**Problem details**: Recast all the lines below as a JSON list of strings, one string per line, with blank lines skipped. Leave the pictures out.

**Photo labels with boxes**:
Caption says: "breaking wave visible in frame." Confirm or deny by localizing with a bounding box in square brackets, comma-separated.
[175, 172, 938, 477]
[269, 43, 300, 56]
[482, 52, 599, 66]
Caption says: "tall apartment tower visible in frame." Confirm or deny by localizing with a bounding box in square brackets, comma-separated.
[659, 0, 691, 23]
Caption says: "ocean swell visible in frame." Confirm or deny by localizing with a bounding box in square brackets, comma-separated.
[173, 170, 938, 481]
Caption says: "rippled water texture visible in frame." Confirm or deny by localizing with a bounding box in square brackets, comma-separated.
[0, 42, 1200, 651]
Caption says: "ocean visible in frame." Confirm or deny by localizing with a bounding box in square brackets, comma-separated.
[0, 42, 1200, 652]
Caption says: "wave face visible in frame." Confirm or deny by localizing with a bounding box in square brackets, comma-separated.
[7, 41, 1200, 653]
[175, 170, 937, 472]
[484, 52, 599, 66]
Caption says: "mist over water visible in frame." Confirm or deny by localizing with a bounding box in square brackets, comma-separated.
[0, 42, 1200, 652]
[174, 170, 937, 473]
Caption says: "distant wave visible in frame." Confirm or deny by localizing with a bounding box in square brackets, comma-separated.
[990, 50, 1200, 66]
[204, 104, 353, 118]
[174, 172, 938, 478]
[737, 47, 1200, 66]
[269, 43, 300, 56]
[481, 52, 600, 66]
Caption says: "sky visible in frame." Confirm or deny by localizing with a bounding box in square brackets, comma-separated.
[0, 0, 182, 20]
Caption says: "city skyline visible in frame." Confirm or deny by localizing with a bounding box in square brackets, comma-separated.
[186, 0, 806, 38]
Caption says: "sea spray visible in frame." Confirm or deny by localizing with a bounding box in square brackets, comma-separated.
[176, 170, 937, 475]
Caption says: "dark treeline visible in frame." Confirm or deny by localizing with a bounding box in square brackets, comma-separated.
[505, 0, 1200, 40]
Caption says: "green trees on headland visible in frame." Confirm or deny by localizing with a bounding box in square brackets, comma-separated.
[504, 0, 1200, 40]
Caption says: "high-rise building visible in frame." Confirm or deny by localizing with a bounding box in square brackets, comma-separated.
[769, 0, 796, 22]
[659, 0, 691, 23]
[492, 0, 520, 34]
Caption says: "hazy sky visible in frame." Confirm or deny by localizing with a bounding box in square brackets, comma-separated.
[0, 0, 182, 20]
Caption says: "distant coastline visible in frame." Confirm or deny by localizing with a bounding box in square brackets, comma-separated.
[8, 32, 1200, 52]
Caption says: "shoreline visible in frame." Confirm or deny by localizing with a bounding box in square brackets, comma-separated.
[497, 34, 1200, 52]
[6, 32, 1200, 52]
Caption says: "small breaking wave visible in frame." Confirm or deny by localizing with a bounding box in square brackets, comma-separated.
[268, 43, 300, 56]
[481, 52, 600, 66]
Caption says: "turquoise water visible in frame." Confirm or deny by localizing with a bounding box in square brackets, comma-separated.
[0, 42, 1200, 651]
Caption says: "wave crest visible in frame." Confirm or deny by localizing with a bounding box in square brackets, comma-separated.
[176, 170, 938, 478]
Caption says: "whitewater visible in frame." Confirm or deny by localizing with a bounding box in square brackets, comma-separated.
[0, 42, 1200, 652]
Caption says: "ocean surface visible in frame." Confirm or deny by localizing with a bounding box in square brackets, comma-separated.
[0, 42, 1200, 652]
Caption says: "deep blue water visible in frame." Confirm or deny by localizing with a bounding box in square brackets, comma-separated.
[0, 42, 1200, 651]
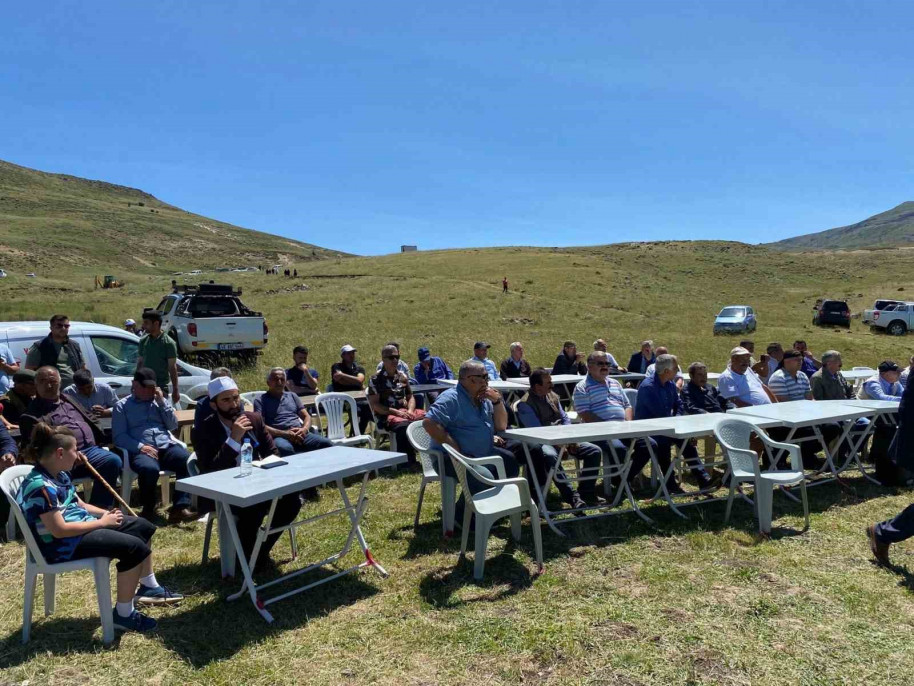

**Full output**:
[
  "Caption says: \"breaking wave visible in frame.\" Confirm or deny by localizing with a bounding box in square brackets, comma-separated.",
  "[175, 172, 938, 477]",
  "[269, 43, 300, 56]",
  "[482, 52, 599, 66]",
  "Caption says: \"tall apartment tower visible in frame.\" Confirm or deny by localizing with a bounding box in square brackets, comma-separated.",
  "[659, 0, 691, 23]",
  "Caption says: \"ocean swell visible in frame.\" Confirm or deny by localizing with a bounding box in square brackets, comma-separated.",
  "[173, 170, 938, 481]",
  "Caption says: \"rippled water texture visible in frame.\" Confirm or deny by localizing with a bounding box in square brackets, comma-separated.",
  "[0, 42, 1200, 651]",
  "Caption says: \"ocean visible in frame.\" Confirm or deny by localizing with a bounding box in square brackets, comma-separated.",
  "[0, 42, 1200, 652]",
  "Caption says: \"wave face visible in frame.\" Confirm or deny by localizing with a bounding box in square brackets, comma-separated.",
  "[7, 41, 1200, 653]",
  "[175, 170, 937, 472]",
  "[484, 52, 599, 66]",
  "Caption says: \"mist over water visible in frame.\" Confirm or deny by localizing with a bounding box in square brackets, comma-separated.",
  "[0, 42, 1200, 652]",
  "[174, 170, 937, 473]",
  "Caption says: \"distant wave visible in frame.\" Confirm or deny by localizing with a bounding box in square brackets, comma-separated.",
  "[990, 50, 1200, 66]",
  "[204, 104, 353, 118]",
  "[174, 172, 938, 478]",
  "[737, 47, 1200, 66]",
  "[269, 43, 300, 56]",
  "[481, 52, 600, 66]",
  "Caption says: \"sky visible in frame.\" Confirm or deny by localizing with a bounding box in square brackets, comma-separated.",
  "[0, 0, 182, 20]",
  "Caption says: \"city skyline visible in frame.\" Confirm or deny by localizing with a bounding box in square brackets, comma-separated.",
  "[186, 0, 806, 38]",
  "Caption says: \"sea spray visible in frame.\" Confirm or deny by localizing with a bounding box in square brackets, comma-separated.",
  "[176, 170, 937, 475]",
  "Caption says: \"dark treeline visible in frame.\" Confirm or deny by localizing with a bounding box in square brackets, comma-separated.",
  "[505, 0, 1200, 40]",
  "Caption says: \"green trees on headland visible in frame.\" Confirm or deny by localizing with a bounding box in square brackets, comma-separated.",
  "[504, 0, 1200, 40]",
  "Caption says: \"high-rise building visible in frame.\" Confirm or deny by localizing with a bounding box in square brackets, comma-separated.",
  "[769, 0, 796, 22]",
  "[659, 0, 691, 23]",
  "[492, 0, 520, 34]",
  "Caption says: \"hazy sky visible in frame.\" Confirm or deny by localizing with a bounding box in square brackets, comma-separated.",
  "[0, 0, 182, 20]",
  "Caption says: \"distant coastline visible in frame.\" Confirm or deny by localizing with a bounding box in square brackets, comma-separated.",
  "[8, 32, 1200, 52]",
  "Caption says: \"shoreline visible in frame.\" Confirm or deny by localizing with a bounding box in square brackets, comma-separated.",
  "[497, 34, 1200, 52]",
  "[6, 32, 1200, 52]",
  "Caption says: \"small breaking wave visible in frame.\" Confirm or deny by localizing with a bounding box in square brackets, comma-separated.",
  "[268, 43, 300, 56]",
  "[481, 52, 600, 66]",
  "Caption says: \"turquoise water visible in frame.\" Confirm or deny by localizing with a bounding box in square brackets, comma-separated.",
  "[0, 42, 1200, 651]",
  "Caption says: \"wave crest visible in frame.\" Confirm or deny by localizing with a bounding box in square brackets, comma-separated.",
  "[176, 170, 938, 478]",
  "Caption says: \"whitewater visible in frame.\" Confirm or deny by localizing with a bounding box in square brackets, comma-separated.",
  "[0, 42, 1200, 652]",
  "Caption says: \"ocean surface visible in frame.\" Confirm or deny by localizing with a bounding box in square brackets, comma-separated.",
  "[0, 42, 1200, 652]",
  "Caption says: \"deep blue water visible in frame.\" Confirm or deny by localizing with a bounding box in square brackets, comma-separated.",
  "[0, 42, 1200, 651]"
]